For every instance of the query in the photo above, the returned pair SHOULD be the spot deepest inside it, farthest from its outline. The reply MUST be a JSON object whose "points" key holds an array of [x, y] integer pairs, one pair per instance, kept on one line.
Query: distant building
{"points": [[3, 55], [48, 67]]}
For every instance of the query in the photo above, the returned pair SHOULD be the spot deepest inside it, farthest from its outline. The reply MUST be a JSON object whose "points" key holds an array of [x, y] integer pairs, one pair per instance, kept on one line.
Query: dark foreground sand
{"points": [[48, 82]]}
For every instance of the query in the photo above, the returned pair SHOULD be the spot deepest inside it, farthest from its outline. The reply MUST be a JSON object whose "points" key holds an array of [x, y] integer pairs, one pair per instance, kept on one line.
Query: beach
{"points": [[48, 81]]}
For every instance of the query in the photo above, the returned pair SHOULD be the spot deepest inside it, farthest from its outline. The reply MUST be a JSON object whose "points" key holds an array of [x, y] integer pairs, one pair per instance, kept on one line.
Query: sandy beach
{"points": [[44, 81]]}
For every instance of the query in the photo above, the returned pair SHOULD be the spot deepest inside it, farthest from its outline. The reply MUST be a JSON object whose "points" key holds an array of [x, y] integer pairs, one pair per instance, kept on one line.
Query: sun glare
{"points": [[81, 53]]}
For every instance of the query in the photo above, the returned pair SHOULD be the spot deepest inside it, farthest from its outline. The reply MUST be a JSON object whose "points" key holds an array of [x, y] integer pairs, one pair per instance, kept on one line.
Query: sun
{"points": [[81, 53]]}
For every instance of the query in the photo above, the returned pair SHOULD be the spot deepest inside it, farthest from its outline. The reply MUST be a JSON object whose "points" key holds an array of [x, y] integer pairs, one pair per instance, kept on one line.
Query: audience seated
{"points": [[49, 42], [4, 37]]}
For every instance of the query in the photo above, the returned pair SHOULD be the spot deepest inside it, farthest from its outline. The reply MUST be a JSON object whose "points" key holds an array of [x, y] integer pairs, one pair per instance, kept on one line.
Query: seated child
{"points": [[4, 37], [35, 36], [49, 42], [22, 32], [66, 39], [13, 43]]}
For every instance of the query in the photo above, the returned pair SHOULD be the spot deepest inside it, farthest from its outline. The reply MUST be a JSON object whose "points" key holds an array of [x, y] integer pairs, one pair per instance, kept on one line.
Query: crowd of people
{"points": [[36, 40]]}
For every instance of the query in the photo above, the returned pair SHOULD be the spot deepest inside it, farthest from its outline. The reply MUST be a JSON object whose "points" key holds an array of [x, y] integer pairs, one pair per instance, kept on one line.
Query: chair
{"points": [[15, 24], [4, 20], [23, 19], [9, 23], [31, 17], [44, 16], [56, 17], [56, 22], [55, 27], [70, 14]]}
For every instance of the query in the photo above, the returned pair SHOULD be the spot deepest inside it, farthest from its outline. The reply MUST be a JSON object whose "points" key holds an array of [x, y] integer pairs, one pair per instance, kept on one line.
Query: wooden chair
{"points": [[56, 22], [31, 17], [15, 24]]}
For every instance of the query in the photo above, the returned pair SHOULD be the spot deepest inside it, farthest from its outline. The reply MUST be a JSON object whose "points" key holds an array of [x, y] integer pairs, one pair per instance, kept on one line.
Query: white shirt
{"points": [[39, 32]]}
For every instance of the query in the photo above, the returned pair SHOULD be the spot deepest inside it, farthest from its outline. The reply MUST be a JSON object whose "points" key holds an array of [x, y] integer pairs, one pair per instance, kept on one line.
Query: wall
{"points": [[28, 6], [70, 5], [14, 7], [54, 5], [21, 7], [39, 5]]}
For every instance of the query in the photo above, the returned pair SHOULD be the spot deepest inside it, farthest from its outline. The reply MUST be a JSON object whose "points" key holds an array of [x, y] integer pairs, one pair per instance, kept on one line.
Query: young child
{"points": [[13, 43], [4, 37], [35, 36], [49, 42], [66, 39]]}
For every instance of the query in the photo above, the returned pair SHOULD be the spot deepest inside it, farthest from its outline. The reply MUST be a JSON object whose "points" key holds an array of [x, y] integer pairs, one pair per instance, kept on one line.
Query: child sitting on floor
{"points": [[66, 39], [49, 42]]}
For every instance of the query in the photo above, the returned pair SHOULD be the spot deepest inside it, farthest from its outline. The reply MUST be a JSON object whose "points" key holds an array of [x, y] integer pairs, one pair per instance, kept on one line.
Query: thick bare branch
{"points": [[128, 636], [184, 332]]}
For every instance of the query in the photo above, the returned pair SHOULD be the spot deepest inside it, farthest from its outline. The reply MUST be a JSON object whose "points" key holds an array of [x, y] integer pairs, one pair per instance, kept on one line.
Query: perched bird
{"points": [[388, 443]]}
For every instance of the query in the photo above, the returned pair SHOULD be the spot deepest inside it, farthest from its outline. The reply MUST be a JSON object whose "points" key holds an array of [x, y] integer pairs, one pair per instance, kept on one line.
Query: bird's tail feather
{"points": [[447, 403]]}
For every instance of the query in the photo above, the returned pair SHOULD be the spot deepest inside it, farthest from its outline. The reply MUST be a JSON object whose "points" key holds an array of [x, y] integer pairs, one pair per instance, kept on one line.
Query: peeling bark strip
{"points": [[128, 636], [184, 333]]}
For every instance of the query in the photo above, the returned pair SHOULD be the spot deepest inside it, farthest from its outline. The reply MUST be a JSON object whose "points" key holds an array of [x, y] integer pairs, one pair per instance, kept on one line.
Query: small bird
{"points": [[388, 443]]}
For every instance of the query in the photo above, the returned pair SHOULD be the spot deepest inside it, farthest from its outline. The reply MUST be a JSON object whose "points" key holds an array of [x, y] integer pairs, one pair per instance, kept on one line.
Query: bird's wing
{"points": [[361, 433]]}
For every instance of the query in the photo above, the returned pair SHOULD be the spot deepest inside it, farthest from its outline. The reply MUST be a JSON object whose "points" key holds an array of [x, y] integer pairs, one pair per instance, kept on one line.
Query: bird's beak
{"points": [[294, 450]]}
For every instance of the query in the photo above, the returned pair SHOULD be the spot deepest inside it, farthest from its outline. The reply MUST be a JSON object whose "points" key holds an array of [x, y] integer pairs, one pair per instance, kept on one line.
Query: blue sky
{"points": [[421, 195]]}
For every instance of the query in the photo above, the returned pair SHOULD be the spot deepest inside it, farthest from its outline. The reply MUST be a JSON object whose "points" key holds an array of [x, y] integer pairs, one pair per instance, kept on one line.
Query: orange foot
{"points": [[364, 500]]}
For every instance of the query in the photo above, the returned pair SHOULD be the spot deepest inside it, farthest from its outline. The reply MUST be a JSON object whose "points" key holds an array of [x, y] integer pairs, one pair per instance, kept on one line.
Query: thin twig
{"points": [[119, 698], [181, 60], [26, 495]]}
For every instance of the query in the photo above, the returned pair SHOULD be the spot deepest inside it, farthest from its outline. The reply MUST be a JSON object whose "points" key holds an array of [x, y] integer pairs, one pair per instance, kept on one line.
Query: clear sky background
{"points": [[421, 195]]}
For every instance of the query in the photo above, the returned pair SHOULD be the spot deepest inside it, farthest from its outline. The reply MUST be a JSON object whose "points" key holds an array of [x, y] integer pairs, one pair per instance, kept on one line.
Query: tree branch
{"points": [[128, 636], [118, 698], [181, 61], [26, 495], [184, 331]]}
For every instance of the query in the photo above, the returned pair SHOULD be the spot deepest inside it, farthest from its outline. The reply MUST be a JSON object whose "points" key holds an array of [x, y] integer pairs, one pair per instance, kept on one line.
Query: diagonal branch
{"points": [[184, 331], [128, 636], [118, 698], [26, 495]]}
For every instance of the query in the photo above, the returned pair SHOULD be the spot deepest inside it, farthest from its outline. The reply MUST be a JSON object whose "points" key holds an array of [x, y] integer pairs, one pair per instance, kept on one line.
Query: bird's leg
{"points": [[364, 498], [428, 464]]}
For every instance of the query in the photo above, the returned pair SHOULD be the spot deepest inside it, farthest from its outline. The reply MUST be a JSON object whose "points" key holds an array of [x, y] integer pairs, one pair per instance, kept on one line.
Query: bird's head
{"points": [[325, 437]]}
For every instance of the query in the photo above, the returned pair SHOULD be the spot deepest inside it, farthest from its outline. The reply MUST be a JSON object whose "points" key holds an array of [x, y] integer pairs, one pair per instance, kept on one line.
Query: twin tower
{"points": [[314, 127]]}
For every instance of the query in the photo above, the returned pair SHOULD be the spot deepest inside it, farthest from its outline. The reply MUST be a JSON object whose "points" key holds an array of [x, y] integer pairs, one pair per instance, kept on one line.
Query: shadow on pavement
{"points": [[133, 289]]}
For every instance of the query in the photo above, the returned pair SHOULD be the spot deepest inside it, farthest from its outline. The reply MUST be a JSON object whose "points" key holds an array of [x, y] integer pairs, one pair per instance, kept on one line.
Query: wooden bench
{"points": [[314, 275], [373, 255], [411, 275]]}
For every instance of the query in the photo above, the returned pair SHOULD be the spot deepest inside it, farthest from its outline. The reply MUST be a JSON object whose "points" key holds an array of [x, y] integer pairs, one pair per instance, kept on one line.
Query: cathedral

> [The task]: Print the stretch of the listing from its start through the line containing "Query: distant building", both ends included, reproducing those lines exactly.

> [Output below]:
For every instance of the query in the photo above, the returned pair SHOULD be the spot deepest inside it, farthest from its outline. The reply MUST be a JSON object whose "points" key holds an array of [x, y] integer pairs, one pair per instance, kept on one line.
Query: distant building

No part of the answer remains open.